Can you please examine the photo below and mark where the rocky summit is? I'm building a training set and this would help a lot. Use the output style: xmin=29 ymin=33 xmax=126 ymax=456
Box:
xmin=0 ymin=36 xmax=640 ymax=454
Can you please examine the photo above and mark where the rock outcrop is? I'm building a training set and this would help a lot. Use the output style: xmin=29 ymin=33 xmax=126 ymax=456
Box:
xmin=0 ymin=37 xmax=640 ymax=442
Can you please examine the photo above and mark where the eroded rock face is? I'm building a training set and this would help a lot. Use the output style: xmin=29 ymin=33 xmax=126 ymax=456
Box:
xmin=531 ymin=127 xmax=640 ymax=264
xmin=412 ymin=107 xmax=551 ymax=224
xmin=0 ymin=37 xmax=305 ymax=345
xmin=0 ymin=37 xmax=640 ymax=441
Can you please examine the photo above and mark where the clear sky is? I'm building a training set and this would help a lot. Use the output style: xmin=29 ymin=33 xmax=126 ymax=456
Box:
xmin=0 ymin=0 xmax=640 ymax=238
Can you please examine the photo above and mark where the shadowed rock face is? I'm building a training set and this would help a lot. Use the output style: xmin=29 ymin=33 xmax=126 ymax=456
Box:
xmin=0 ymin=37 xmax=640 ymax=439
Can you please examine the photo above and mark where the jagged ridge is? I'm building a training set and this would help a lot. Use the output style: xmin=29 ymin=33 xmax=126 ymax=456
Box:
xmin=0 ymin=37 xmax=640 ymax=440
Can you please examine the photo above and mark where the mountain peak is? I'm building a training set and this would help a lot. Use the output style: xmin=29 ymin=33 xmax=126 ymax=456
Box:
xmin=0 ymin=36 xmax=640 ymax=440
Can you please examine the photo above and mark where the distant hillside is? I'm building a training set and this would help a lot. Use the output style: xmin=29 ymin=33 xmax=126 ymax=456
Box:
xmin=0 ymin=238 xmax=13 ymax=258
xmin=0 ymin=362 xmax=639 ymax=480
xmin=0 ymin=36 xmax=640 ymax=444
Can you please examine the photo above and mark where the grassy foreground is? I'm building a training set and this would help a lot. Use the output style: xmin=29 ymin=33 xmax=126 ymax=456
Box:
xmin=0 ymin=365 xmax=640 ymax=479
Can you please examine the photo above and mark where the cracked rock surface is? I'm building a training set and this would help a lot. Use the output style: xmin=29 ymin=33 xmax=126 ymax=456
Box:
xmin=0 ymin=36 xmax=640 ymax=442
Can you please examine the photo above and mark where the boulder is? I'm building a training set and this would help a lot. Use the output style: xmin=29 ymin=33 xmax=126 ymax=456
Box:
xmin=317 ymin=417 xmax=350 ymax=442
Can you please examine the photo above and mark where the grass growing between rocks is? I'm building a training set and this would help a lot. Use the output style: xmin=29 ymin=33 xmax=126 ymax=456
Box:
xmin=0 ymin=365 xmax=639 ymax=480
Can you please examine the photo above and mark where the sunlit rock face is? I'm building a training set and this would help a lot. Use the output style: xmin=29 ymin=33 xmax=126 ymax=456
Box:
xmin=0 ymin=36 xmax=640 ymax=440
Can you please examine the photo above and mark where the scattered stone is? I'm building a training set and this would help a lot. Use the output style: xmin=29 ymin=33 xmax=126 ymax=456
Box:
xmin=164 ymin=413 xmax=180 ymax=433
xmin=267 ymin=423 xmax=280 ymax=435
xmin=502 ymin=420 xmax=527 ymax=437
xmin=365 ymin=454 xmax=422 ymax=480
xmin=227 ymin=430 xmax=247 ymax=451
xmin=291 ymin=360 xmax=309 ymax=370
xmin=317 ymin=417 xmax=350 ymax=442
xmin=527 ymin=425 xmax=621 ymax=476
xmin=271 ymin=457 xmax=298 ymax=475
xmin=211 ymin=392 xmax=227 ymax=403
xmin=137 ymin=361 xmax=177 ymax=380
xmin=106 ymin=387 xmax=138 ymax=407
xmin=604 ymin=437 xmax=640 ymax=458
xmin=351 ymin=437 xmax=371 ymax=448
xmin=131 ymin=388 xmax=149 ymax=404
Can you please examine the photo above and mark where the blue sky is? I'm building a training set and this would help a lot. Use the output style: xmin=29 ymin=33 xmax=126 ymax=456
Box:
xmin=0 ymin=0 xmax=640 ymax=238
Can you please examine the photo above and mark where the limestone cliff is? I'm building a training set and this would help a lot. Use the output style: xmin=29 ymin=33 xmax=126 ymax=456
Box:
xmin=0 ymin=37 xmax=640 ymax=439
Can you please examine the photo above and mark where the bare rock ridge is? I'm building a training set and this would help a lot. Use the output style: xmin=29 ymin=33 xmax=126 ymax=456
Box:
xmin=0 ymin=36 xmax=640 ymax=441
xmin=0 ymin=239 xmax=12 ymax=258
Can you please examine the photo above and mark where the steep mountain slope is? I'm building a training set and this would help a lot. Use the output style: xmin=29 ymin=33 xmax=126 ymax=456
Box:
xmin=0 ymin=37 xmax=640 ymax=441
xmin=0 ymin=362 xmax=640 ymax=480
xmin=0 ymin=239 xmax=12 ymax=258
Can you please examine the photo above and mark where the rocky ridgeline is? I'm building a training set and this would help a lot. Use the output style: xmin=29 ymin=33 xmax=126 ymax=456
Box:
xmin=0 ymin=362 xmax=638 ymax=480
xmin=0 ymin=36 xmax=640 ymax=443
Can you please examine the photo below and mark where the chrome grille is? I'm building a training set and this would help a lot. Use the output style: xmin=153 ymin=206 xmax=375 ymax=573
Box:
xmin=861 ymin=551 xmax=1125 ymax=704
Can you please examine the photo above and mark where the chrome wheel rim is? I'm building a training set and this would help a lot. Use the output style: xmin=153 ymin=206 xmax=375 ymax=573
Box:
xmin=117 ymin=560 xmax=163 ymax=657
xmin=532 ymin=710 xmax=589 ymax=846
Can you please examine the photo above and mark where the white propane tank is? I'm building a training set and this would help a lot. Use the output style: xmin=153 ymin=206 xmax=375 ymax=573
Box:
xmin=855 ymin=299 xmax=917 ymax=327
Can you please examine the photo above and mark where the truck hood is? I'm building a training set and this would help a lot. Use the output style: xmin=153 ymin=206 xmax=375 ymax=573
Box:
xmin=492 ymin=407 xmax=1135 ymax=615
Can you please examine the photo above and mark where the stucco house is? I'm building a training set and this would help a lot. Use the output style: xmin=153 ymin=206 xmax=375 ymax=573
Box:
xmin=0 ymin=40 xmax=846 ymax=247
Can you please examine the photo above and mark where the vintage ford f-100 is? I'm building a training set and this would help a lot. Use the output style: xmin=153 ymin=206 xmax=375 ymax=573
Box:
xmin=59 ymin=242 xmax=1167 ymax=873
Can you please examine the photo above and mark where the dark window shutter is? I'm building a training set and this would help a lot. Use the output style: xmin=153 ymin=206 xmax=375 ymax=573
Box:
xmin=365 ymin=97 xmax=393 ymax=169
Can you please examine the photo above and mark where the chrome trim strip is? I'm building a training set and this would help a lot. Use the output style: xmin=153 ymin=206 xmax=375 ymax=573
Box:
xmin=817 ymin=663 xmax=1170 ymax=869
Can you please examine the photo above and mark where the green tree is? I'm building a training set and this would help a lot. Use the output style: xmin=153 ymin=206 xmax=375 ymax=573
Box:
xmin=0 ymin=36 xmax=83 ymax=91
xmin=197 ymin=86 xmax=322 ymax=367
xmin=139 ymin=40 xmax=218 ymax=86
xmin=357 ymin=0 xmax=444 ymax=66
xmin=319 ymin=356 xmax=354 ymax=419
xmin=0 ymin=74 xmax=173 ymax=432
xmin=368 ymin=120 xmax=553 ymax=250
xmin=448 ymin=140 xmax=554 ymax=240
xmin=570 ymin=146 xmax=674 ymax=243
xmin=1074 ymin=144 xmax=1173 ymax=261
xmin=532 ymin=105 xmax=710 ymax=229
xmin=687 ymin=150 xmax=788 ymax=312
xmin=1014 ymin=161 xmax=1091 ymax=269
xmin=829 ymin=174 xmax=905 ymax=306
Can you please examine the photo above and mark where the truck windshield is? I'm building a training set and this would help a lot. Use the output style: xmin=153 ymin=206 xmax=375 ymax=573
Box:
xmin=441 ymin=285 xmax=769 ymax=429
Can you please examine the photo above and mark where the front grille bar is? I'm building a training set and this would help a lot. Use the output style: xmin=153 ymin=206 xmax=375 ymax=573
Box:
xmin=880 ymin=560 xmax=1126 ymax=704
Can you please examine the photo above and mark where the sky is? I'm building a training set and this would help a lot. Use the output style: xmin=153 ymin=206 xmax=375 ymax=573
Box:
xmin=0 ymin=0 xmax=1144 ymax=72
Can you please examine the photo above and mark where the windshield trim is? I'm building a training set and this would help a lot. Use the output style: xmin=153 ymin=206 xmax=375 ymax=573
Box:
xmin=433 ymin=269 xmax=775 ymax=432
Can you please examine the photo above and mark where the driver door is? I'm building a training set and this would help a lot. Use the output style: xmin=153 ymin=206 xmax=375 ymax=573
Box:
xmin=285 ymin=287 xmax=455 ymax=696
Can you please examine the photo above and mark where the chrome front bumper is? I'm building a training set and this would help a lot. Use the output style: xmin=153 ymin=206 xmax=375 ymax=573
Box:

........

▶ [Task statement]:
Copy each line exactly, from the line containing "where the green" down to the last line of the material, and no other lines.

▶ [Solution]:
Can you please examine the photo above and mark where the green tree is? I'm building a training set and this would help a lot. Use the output style: xmin=153 ymin=206 xmax=375 ymax=573
Box:
xmin=0 ymin=36 xmax=83 ymax=91
xmin=197 ymin=86 xmax=322 ymax=367
xmin=139 ymin=40 xmax=218 ymax=86
xmin=357 ymin=0 xmax=444 ymax=66
xmin=319 ymin=356 xmax=354 ymax=419
xmin=0 ymin=74 xmax=173 ymax=432
xmin=368 ymin=120 xmax=553 ymax=250
xmin=448 ymin=140 xmax=554 ymax=240
xmin=570 ymin=146 xmax=674 ymax=243
xmin=1074 ymin=144 xmax=1173 ymax=261
xmin=532 ymin=105 xmax=710 ymax=229
xmin=687 ymin=150 xmax=788 ymax=312
xmin=1014 ymin=161 xmax=1091 ymax=269
xmin=829 ymin=174 xmax=905 ymax=306
Can you please examine the photo above and mark where the truck windshield is? I'm building a training set and this would help a lot. Use the output style: xmin=153 ymin=206 xmax=375 ymax=573
Box:
xmin=441 ymin=285 xmax=769 ymax=429
Can you please examine the photo above and mark where the front grille bar is? I'm building a training set and this would help a lot. Use the output style: xmin=153 ymin=206 xmax=375 ymax=573
Box:
xmin=880 ymin=560 xmax=1126 ymax=704
Can you please examine the photo above and mark where the sky is? I'm building a training set and this would help a lot. Use the output style: xmin=153 ymin=206 xmax=375 ymax=573
Box:
xmin=0 ymin=0 xmax=1144 ymax=72
Can you please examine the photo above and mark where the windshield trim is? I'm building a training set and this would help a lot. Use the output style: xmin=153 ymin=206 xmax=375 ymax=573
Box:
xmin=433 ymin=269 xmax=775 ymax=432
Can you please examine the photo above and mark where the driver door is? I'm building a training set and this would help a lot. Use the output style: xmin=153 ymin=206 xmax=375 ymax=573
Box:
xmin=285 ymin=287 xmax=455 ymax=696
Can you please examine the photo above and mark where the chrome front bumper is? I'm building a training set and this would help a lot. Use the output style: xmin=153 ymin=206 xmax=375 ymax=573
Box:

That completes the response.